------ Stored data
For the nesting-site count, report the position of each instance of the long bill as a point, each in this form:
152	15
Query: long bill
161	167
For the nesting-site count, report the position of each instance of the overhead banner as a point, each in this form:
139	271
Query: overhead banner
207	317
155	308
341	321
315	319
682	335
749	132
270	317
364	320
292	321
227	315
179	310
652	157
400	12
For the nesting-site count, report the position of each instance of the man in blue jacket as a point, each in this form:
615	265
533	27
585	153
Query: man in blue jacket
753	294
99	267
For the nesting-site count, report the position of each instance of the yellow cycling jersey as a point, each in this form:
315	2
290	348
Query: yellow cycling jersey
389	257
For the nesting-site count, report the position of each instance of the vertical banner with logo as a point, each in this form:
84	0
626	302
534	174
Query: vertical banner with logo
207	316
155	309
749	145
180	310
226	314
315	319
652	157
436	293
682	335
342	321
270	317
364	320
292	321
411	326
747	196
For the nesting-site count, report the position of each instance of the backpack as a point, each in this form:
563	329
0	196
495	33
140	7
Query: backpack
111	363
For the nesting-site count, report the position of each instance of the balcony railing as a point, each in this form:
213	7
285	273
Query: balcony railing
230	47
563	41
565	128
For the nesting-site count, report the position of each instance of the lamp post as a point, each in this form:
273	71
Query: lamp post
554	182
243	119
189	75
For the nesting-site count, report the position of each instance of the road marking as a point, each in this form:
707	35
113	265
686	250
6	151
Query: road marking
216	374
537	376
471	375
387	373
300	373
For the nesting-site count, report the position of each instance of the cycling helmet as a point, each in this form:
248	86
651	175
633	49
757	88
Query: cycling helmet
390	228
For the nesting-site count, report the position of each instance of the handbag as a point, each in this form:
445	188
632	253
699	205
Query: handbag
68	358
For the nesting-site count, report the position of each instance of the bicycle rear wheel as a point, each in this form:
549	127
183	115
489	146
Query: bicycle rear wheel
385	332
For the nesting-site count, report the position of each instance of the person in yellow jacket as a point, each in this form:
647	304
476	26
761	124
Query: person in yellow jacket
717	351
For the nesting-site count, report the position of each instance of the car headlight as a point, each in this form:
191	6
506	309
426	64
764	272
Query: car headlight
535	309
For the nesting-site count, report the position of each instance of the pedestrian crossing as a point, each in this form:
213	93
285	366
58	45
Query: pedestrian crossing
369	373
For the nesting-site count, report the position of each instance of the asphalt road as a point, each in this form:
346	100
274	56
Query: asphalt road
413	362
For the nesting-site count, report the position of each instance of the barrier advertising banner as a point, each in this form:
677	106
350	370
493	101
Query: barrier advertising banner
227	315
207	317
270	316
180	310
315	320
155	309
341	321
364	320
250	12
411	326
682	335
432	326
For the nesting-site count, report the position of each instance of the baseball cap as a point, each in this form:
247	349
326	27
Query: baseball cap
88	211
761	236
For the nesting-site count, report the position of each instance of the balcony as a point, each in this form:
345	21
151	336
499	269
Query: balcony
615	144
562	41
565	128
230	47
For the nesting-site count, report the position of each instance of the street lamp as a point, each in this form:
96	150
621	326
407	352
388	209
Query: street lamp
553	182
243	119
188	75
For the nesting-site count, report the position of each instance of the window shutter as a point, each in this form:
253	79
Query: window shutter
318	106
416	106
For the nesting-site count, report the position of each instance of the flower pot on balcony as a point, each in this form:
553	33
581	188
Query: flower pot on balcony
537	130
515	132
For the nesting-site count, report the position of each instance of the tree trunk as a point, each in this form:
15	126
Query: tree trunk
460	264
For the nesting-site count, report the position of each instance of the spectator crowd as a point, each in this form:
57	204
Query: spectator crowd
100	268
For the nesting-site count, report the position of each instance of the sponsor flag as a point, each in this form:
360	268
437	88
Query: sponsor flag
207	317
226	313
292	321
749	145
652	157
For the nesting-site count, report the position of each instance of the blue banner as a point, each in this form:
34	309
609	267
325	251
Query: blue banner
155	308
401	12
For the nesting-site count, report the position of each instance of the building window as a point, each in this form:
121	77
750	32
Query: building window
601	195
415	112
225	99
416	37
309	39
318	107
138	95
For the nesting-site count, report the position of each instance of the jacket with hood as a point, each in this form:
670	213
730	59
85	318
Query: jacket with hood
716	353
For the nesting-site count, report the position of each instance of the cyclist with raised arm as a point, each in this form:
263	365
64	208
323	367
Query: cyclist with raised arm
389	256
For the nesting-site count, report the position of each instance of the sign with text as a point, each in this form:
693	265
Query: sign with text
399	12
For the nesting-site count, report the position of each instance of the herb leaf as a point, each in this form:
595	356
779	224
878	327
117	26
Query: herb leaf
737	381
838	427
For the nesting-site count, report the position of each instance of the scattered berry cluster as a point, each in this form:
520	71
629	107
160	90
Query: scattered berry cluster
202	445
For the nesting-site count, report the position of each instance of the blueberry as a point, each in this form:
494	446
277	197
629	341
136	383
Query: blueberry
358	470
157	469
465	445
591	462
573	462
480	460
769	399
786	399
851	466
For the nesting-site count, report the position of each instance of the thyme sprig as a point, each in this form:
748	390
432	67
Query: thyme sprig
------------
> Given task
Repeat exactly the lines from the one containing "of the tree" through the last line of the records above, both included, and nothing else.

> Task result
For the nesting-site count, report the position of each instance of the tree trunk as a point, each in this form:
15	126
Query: tree trunk
460	264
For the nesting-site count, report the position of each instance of the spectator crowd as a point, each in this form:
57	204
Query: spectator crowd
100	268
For the nesting-site count, report the position of each instance of the sponsor flag as a point, each in this form:
360	268
437	88
Query: sponsor flag
207	317
226	313
292	321
749	145
652	157
For the nesting-site count, report the position of each instance of the blue banner as a point, each in this form:
34	309
609	267
325	251
Query: blue banner
155	308
401	12
For the nesting-site count, report the position of each instance of the building window as a point, each in this form:
121	77
750	32
Query: building window
601	195
415	112
225	99
416	37
309	39
318	107
138	95
For the nesting-site count, report the position of each instance of the jacket with hood as a point, each in this form:
670	213
730	59
85	318
Query: jacket with hood
716	353
For the nesting-site count, report the position of each instance of the cyclist with raised arm as a point, each in this form:
263	365
64	208
323	367
Query: cyclist with raised arm
389	256
For the nesting-site count, report the position of each instance of the sign with text as a point, each in this form:
693	265
Query: sign with text
399	12
For the nesting-site count, report the position of each instance of the herb leaf as a point, each in this form:
595	356
779	224
878	327
117	26
Query: herb leaf
737	381
838	427
For the nesting-site count, report the position of each instance of the scattered berry cluster as a point, each in this form:
520	71
629	107
160	90
Query: scattered berry cluster
202	445
For the nesting-site count, report the position of each instance of the blueberry as a point, each in this form:
494	446
277	197
629	341
136	383
Query: blueberry
358	470
157	469
465	445
591	462
573	462
480	460
769	399
786	399
851	466
For the nesting-site count, report the position of each instance of the thyme sprig as a point, each in this form:
748	390
432	67
Query: thyme sprig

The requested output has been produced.